• [TO DO]: Please restate word for word the line holding "Target: woman's right hand" and every following line through the end of the entries.

** EXERCISE DATA follows **

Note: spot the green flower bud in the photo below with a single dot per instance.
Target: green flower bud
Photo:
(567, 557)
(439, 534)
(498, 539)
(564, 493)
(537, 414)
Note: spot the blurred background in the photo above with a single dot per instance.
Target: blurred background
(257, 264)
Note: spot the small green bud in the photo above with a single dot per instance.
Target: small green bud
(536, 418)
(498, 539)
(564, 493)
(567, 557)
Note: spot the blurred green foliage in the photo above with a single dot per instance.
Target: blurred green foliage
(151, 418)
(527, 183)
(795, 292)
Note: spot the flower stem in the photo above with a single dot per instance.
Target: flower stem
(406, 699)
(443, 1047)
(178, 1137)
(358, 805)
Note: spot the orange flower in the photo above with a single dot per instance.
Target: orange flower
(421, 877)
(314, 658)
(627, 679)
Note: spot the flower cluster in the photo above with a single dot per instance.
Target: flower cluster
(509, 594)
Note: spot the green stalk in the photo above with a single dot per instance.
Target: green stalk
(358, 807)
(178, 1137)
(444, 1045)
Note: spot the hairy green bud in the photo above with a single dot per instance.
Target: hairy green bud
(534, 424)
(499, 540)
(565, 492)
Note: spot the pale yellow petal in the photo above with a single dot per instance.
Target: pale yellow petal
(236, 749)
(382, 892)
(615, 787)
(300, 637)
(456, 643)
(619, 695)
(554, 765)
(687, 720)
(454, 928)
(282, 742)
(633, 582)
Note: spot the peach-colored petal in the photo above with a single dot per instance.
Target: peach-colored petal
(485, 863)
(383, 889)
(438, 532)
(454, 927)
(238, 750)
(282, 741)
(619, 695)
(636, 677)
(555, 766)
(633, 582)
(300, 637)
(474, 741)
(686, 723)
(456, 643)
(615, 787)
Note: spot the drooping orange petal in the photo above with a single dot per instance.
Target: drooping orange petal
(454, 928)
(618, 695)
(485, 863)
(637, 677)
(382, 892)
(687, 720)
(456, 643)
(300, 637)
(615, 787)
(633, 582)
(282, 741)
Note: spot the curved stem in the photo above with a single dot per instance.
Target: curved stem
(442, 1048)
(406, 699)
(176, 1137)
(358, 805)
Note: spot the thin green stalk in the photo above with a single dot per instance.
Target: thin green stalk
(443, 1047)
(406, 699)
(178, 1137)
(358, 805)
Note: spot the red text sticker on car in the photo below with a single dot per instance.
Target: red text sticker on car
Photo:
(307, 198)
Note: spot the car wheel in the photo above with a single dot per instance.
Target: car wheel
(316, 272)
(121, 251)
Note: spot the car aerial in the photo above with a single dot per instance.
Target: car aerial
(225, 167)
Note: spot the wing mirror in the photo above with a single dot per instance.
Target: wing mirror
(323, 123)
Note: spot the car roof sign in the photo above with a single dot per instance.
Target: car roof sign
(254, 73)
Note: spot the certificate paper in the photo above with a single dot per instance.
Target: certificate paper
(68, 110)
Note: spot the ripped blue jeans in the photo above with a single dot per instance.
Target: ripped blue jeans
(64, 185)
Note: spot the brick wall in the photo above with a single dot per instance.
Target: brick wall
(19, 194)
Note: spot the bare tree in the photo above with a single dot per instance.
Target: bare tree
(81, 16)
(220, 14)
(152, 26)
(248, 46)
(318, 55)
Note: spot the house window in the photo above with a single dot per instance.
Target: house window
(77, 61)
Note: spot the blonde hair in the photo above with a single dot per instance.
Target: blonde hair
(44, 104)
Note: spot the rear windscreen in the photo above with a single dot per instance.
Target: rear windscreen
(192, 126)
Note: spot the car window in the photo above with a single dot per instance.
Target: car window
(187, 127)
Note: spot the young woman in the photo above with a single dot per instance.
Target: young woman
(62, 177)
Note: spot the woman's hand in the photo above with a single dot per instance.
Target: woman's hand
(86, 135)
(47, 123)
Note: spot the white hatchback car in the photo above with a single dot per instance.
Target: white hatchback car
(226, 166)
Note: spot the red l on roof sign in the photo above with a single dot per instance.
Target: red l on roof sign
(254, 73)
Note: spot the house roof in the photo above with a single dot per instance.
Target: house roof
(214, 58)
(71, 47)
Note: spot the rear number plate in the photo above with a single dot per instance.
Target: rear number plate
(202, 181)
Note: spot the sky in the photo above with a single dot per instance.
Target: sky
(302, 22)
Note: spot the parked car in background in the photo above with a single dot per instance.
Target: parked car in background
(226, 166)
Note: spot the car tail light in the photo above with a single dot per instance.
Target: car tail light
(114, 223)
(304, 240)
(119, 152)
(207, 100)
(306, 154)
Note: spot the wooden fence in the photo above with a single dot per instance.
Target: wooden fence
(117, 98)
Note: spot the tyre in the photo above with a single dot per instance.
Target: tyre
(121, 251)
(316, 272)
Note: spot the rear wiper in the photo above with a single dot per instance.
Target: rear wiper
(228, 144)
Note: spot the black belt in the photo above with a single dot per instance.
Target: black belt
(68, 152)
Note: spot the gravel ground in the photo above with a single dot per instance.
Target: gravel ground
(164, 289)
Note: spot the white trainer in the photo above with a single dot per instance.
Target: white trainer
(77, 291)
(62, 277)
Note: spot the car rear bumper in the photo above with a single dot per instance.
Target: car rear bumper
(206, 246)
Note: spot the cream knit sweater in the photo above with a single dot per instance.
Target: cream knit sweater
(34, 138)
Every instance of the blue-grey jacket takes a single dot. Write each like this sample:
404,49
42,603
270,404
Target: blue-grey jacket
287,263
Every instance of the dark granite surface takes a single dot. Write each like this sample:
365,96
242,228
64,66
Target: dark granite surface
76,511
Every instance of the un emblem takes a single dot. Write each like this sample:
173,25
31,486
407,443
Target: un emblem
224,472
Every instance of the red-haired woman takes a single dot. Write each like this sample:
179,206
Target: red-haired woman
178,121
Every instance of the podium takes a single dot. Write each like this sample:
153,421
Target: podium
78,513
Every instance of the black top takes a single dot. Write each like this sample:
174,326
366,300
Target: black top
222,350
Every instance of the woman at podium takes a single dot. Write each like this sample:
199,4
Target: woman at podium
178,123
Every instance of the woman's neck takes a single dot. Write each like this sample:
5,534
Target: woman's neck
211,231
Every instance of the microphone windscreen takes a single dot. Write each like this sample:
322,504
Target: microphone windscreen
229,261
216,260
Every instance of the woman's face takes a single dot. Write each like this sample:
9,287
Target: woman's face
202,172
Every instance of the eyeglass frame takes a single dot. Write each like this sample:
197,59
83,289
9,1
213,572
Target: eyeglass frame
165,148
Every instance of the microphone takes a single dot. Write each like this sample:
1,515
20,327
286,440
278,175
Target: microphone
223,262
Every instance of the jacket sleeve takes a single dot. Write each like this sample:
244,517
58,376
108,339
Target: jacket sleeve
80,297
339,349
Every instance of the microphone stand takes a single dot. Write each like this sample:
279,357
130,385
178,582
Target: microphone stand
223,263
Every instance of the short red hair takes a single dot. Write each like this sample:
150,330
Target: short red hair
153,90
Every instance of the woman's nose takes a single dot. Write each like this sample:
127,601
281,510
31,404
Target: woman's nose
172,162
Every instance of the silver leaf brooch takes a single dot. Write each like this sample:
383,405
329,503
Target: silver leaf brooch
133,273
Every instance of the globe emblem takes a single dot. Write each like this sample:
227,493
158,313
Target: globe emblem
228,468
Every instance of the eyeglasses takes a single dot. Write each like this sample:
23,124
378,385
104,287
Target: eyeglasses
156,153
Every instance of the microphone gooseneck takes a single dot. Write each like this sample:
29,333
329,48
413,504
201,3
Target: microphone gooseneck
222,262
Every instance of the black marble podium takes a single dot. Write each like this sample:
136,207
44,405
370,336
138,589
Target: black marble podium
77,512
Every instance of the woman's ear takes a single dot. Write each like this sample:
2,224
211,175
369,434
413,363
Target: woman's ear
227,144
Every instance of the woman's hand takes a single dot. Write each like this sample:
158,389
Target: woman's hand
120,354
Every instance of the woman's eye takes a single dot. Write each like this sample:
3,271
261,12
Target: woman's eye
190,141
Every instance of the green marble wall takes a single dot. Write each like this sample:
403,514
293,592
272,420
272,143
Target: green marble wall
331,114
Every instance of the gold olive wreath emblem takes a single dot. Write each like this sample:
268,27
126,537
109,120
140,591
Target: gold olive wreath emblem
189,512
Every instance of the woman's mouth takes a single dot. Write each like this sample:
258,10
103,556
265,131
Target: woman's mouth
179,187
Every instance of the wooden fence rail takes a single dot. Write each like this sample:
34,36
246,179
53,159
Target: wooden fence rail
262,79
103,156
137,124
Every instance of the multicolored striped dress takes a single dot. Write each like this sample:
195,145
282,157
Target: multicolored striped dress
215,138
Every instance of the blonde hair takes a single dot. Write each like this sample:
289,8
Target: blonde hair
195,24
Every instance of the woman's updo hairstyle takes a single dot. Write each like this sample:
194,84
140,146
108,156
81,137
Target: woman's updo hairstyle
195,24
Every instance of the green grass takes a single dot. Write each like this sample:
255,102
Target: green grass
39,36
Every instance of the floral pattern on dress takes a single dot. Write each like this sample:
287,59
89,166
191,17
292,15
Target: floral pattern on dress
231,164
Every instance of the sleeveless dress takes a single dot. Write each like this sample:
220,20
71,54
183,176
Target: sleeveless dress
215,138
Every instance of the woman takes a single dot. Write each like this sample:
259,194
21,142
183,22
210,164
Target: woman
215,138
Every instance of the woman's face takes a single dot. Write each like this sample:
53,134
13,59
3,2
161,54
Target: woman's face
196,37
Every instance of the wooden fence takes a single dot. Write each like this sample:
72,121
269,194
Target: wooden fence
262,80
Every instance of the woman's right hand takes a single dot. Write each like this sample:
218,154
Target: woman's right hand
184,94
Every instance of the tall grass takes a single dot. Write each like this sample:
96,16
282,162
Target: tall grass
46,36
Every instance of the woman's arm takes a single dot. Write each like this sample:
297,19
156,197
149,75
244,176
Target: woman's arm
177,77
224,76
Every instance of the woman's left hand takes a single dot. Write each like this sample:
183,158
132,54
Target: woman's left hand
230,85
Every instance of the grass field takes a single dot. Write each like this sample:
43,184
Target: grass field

** End of EXERCISE DATA **

• [SOLUTION TO THIS PROBLEM]:
Target: woman's right hand
184,94
Every instance of the tall grass takes a single dot. Write each like this sample:
96,16
282,162
Target: tall grass
46,36
Every instance of the woman's arm takes a single dot. Write each like this sample:
297,19
156,197
149,75
244,176
Target: woman's arm
177,77
224,76
Every instance of the woman's left hand takes a single dot. Write each like this sample:
183,158
132,54
Target: woman's left hand
230,85
Every instance of the grass field takes a single dot. Write each like this sample:
43,184
Target: grass field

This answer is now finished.